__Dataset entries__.
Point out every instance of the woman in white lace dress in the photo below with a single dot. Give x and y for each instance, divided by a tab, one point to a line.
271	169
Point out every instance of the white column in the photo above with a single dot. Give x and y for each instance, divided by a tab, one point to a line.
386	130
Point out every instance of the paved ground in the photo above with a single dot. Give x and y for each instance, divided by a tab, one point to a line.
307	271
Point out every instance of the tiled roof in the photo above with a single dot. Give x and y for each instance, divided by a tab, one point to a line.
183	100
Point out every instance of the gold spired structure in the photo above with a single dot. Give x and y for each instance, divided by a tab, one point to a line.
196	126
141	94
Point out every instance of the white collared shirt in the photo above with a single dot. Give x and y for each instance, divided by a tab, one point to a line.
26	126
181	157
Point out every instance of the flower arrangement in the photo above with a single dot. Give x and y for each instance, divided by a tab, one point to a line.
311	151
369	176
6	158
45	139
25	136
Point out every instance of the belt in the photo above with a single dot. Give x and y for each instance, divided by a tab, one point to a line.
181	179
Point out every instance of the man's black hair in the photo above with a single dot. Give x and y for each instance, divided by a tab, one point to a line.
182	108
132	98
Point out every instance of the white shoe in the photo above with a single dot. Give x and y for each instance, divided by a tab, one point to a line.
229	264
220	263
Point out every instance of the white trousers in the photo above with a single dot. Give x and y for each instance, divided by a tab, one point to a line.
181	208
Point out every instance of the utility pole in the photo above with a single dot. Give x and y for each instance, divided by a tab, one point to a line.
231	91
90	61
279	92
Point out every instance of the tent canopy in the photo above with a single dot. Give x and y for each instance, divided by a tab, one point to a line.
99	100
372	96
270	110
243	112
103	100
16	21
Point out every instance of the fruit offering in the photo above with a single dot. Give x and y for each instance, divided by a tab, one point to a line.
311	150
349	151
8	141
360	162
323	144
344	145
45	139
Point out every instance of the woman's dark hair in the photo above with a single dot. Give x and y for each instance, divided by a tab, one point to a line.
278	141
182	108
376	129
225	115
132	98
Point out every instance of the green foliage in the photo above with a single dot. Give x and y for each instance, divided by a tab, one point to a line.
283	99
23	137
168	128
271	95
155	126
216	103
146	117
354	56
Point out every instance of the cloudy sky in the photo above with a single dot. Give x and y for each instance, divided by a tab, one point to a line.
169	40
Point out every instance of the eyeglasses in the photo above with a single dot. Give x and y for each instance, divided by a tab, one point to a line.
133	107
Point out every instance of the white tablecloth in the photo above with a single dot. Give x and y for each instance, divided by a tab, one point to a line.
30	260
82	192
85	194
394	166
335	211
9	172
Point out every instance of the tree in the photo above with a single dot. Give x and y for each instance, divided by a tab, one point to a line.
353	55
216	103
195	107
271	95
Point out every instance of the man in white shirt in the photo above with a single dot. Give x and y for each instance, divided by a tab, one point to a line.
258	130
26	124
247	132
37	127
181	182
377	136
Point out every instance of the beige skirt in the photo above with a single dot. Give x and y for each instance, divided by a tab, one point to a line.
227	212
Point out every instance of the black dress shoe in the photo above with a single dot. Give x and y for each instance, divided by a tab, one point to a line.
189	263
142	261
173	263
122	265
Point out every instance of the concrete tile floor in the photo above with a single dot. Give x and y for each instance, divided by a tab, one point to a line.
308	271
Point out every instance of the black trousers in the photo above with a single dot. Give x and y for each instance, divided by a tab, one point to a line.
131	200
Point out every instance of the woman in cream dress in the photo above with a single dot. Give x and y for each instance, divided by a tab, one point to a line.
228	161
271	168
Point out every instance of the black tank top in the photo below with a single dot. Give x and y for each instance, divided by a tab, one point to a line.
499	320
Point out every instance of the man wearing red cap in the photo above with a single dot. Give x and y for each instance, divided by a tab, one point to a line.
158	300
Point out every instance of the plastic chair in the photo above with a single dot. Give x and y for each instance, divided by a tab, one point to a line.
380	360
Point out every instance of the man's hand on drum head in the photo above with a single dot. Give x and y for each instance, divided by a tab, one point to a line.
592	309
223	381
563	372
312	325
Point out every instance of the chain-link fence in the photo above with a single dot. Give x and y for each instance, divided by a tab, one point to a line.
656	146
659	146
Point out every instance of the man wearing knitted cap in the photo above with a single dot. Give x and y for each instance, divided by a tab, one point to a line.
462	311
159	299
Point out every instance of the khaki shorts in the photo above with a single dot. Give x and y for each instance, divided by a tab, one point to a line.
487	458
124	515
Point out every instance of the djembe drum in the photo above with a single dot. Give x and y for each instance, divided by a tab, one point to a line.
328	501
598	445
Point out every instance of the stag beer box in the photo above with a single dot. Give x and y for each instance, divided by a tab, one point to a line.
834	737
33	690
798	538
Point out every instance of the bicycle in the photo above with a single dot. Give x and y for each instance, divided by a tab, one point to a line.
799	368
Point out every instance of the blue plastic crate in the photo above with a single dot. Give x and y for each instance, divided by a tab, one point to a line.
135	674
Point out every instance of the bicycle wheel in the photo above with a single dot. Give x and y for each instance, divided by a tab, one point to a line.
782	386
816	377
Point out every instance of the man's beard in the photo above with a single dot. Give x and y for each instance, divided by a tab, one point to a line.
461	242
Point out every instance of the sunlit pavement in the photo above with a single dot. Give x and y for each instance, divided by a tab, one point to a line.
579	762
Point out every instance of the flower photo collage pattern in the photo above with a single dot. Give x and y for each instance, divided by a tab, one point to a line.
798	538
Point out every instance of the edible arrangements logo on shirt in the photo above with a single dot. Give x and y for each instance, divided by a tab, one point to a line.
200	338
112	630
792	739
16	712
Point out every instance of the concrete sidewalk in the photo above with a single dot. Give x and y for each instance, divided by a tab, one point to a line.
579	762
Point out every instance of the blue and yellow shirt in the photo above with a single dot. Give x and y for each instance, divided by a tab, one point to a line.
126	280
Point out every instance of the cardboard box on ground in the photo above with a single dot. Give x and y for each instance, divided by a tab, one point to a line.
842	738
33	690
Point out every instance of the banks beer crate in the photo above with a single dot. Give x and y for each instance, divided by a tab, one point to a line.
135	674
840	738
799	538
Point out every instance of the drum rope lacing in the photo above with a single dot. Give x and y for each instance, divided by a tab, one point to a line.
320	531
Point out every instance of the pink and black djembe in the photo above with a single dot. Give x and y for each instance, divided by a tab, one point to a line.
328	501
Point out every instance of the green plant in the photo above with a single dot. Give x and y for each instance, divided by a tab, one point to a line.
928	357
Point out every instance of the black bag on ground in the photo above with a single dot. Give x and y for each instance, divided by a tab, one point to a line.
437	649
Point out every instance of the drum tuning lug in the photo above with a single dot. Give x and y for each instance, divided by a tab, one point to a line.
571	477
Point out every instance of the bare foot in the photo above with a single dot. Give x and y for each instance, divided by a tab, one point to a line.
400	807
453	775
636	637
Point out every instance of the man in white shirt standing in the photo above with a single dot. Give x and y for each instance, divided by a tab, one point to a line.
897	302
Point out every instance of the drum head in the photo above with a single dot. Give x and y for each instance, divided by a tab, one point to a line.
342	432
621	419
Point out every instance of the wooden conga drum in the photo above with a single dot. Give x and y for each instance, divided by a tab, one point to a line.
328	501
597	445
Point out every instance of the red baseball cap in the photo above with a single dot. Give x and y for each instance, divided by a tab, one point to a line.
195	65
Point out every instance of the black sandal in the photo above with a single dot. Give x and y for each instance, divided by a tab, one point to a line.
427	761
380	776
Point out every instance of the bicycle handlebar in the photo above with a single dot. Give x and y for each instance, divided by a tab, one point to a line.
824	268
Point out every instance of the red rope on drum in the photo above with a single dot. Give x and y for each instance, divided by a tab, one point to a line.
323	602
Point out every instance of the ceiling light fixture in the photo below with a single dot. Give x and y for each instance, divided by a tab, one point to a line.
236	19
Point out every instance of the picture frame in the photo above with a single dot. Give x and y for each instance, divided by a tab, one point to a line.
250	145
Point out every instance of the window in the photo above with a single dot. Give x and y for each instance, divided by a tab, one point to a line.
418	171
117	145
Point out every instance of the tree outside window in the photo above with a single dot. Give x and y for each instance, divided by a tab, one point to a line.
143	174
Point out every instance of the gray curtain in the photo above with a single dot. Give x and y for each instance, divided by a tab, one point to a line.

__Work required__. Copy exactly the lines from the one containing "Point out every instance of the tree outside" through the last line of the records, both included, and nothing else.

__Task output__.
Point out every instance of the tree outside window in the photo above with a single dot. Give x and y for each instance, divided by a tab, one point to a line.
143	174
Point out every instance of the gray curtain in the photo above with a single dot. Give x and y for each instance, divided by a tab, one point to a line.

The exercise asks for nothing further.